begin Extract
Solve this integral involving a quadratic and linear air resistance equation

[happyparticle]

Homework Statement

quadratic and linear air resistance

Relevant Equations

f = ma
f = -bv -cv²

Hi,
I'm trying to solve this integral and then isolate V, but I can't get the right answer. I don't know where is my errors. I probably muffed the integral.

$-bv -cv² = m\frac {dv}{dt}$

$\int_0^t dt = - m \int_{Vo}^v \frac {dv}{bv+cv^2}$

I get this after the integration

$t = -m[ln\frac{V}{Vo} - \frac cb ln(\frac {b+cV}{b+cVo})]$

Finally, I get

$v = \frac{e^{\frac{-bt}{cm}} VoB}{b +cVo- e^{\frac{-bt}{cm}}VoC}$

But the right answer is

$v = \frac{b +cVo}{b +cVo- e^{\frac{-bt}{m}}VoC} -1$

 

[TSny]

$v = \frac{e^{\frac{-bt}{cm}} VoB}{b +cVo- e^{\frac{-bt}{cm}}VoC}$

But the right answer is

$v = \frac{b +cVo}{b +cVo- e^{\frac{-bt}{m}}VoC} -1$

Could these be equivalent?

 

[happyparticle]

Could these be equivalent?

To be honest I was thinking about it, but I don't know how to verify.

 

[TSny]

Note that

$\large \frac{A}{B}-1 = \frac{A-B}{B}$

 

[happyparticle]

In this case B = ${b +cVo- e^{\frac{-bt}{m}}VoC}$

I don't think it's equivalent.

 

[TSny]

Sorry, I now see they are not quite the same. I agree with your answer.

Your answer is equivalent to

$\large \frac{b+cV_0}{b+cV_0 - e^{\frac{-bt}{m}}bV_0}-1$

which has a factor of $b$ rather than $c$ in the last terms of the denominator.

[Edit: Your answer is not quite equivalent to this. See other corrections below]

 

[TSny]

Rats, I just caught something else. Your argument of the exponential should not have $c$ in it.

 

[TSny]

$t = -m[ln\frac{V}{Vo} - \frac cb ln(\frac {b+cV}{b+cVo})]$

I think you're missing a factor of $\frac{1}{b}$ in front of the log in the first term on the right and the second term on the right should not have the factor of $c$ in front of the log.

You can check that the dimensions of the terms in your equation are not consistent.
end Extract
begin Record excerpts
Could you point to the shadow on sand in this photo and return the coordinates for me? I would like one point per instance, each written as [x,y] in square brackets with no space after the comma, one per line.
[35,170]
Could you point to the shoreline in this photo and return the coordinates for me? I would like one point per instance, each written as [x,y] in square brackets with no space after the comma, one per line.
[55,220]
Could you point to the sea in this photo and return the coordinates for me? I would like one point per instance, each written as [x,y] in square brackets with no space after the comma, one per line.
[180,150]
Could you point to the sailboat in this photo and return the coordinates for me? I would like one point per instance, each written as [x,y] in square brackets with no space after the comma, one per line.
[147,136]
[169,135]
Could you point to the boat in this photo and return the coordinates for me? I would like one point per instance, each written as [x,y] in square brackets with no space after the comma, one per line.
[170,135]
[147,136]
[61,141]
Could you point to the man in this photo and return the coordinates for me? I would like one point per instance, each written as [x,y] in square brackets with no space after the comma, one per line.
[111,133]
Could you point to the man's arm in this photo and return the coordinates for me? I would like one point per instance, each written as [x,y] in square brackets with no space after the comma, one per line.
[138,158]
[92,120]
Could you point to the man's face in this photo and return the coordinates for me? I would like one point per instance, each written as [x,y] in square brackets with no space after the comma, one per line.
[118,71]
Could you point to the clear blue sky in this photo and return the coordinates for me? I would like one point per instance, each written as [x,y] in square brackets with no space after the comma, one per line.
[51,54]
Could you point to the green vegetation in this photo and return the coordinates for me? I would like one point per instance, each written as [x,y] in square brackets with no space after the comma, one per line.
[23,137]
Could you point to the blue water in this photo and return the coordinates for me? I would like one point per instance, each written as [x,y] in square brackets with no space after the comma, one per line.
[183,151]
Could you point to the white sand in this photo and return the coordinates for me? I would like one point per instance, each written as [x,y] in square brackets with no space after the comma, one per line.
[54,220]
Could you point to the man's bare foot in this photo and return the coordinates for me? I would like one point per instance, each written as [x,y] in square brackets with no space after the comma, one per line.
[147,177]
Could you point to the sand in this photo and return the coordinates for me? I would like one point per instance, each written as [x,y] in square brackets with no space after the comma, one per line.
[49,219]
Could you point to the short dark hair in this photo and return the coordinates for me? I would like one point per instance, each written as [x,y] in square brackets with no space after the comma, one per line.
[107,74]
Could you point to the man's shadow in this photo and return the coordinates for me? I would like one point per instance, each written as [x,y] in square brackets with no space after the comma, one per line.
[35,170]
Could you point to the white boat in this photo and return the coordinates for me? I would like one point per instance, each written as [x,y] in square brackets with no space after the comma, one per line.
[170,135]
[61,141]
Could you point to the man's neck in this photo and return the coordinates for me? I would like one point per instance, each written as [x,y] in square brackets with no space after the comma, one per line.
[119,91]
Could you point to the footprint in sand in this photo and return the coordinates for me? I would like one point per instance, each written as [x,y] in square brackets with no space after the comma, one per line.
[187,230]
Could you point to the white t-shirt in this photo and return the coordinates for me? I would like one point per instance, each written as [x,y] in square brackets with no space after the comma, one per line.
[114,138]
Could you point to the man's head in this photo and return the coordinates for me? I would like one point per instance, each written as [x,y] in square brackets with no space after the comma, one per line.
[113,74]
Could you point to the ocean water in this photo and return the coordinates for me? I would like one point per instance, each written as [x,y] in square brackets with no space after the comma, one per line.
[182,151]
end Record excerpts
• [Required task A] In the air resistance thread, what does TSny say the argument of the exponential should not have in it?
• [Required task B] Write out the records again from the line with "Could you point to the white t-shirt" through the end of the records, both included and requests included. Multiply every coordinate in the answers by 1.75 and round each to a whole number, with halves rounded up.
The thread and the records are unrelated to each other.

• [Worked solution A] It should not have c in it.

• [Worked solution B]
Could you point to the white t-shirt in this photo and return the coordinates for me? I would like one point per instance, each written as [x,y] in square brackets with no space after the comma, one per line.
[200,242]
Could you point to the man's head in this photo and return the coordinates for me? I would like one point per instance, each written as [x,y] in square brackets with no space after the comma, one per line.
[198,130]
Could you point to the ocean water in this photo and return the coordinates for me? I would like one point per instance, each written as [x,y] in square brackets with no space after the comma, one per line.
[319,264]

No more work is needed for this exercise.